* What to work on *
Could you reproduce the rows from the start up to and including the line with "x=13, y=208", replacing "sports analytics" with "landscape survey" and keeping everything else unchanged? Leave the pictures out.

* The records *
§ §

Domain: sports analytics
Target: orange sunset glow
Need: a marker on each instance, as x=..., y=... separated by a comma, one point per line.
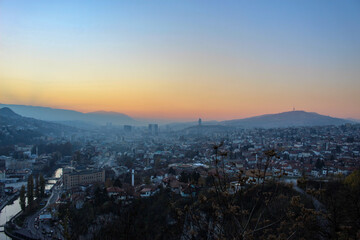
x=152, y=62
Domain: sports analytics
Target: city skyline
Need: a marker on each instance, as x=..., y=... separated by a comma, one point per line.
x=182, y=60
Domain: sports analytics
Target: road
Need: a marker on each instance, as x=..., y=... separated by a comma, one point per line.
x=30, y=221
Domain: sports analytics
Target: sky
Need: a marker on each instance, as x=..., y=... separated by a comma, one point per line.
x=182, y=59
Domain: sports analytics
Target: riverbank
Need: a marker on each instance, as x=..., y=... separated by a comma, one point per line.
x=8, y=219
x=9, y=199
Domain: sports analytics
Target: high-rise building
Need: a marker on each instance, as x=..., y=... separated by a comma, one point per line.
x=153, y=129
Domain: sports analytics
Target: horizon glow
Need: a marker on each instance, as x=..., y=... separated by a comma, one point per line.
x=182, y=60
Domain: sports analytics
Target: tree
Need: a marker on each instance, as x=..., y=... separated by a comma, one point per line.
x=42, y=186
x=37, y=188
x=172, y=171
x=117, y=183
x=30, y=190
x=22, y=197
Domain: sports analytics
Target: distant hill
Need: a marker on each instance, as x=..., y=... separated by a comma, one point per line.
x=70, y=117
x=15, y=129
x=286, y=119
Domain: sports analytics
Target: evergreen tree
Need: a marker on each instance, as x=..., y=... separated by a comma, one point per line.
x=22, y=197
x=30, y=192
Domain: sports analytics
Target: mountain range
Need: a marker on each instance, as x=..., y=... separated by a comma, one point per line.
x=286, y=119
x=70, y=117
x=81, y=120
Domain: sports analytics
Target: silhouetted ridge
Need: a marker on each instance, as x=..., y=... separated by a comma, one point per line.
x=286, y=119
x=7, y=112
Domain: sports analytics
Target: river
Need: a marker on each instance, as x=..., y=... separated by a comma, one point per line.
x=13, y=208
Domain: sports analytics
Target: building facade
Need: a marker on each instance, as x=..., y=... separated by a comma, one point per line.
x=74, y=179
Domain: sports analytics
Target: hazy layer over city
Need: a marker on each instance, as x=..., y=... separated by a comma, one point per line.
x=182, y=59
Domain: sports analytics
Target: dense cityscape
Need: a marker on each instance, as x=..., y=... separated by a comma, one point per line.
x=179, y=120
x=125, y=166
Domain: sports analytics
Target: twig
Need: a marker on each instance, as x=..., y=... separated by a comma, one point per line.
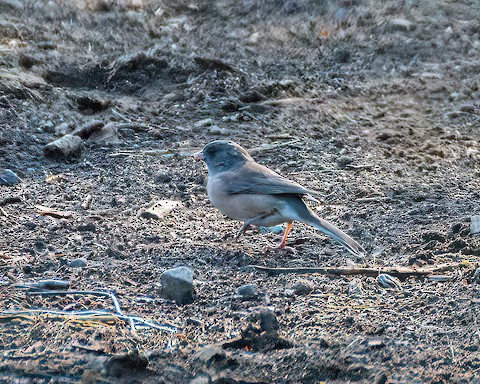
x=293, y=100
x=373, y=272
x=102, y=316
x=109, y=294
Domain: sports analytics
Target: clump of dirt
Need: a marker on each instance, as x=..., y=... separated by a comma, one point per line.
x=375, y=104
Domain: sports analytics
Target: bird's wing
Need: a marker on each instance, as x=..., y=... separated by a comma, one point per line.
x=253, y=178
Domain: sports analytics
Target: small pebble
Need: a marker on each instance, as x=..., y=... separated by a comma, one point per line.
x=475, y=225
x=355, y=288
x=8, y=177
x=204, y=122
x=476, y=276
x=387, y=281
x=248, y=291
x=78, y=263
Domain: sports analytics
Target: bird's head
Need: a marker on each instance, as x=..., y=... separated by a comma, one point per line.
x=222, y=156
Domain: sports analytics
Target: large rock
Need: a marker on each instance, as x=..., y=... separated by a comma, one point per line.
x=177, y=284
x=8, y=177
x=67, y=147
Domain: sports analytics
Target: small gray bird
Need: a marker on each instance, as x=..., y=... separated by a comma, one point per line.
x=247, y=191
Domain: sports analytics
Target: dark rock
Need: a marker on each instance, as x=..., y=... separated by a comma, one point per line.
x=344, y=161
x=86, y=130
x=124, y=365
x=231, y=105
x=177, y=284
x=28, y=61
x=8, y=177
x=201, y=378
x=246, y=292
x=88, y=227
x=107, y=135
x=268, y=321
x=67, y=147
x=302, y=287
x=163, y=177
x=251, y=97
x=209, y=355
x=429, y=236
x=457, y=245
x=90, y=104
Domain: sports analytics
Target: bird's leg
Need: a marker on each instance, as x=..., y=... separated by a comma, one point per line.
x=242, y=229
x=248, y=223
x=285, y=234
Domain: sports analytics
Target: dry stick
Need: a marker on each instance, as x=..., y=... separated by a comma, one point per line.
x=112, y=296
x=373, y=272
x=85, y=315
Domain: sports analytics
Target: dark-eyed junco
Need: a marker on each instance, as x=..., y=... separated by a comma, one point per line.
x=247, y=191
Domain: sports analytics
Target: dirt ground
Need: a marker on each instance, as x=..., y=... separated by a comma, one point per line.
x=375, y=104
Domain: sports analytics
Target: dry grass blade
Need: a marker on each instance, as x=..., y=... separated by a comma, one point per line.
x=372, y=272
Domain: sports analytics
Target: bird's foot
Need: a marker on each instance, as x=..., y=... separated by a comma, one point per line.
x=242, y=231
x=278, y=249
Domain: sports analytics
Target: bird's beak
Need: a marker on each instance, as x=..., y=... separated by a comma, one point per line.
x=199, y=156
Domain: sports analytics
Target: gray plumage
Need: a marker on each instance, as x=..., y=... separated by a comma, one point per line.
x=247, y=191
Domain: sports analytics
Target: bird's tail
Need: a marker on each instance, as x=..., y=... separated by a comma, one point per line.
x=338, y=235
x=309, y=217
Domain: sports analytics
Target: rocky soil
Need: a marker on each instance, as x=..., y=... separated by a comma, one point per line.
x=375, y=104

§ §

* Output for this exercise *
Domain: landscape survey
Target: orange sunset glow
Need: a marker on each instance, as x=..., y=... separated by a comma, one point per line.
x=152, y=62
Domain: landscape survey
Target: city skyline
Need: a marker on each instance, as x=..., y=... separated by a comma, one point per line.
x=182, y=60
Domain: landscape survey
Target: road
Need: a marker on each instance, as x=..., y=... separated by a comma, one point per line.
x=30, y=221
Domain: landscape survey
Target: sky
Need: a marker on each instance, as x=..., y=... separated by a comma, one point per line.
x=182, y=59
Domain: landscape survey
Target: riverbank
Need: a marker on each instance, as x=..., y=... separated by a comma, one point per line.
x=8, y=219
x=9, y=199
Domain: landscape survey
Target: high-rise building
Need: a marker on each instance, as x=..., y=... separated by a comma, one point per line.
x=153, y=129
Domain: landscape survey
Target: horizon glow
Need: a marker on each instance, as x=..., y=... separated by a comma, one point per line.
x=182, y=60
Domain: landscape survey
Target: tree
Need: a marker on each instance, as x=..., y=... separated by a comma, one point per line.
x=42, y=186
x=37, y=188
x=172, y=171
x=117, y=183
x=30, y=190
x=22, y=197
Domain: landscape survey
Target: distant hill
Need: a marker on each instance, as x=..., y=... separated by a comma, one point per line.
x=70, y=117
x=15, y=129
x=286, y=119
Domain: landscape survey
Target: evergreen tree
Need: a marker on each instance, as x=..., y=... separated by a comma, one point per line.
x=22, y=197
x=30, y=192
Domain: landscape survey
Target: mountain range
Need: a marker on each instance, as x=..., y=... separated by a comma, one point per line.
x=286, y=119
x=70, y=117
x=81, y=120
Domain: landscape survey
Target: silhouetted ridge
Need: a marker on each instance, as x=..., y=... separated by a comma, one point per line.
x=286, y=119
x=7, y=112
Domain: landscape survey
Target: river
Need: a marker on each instance, as x=..., y=... separated by a comma, one point per line.
x=13, y=208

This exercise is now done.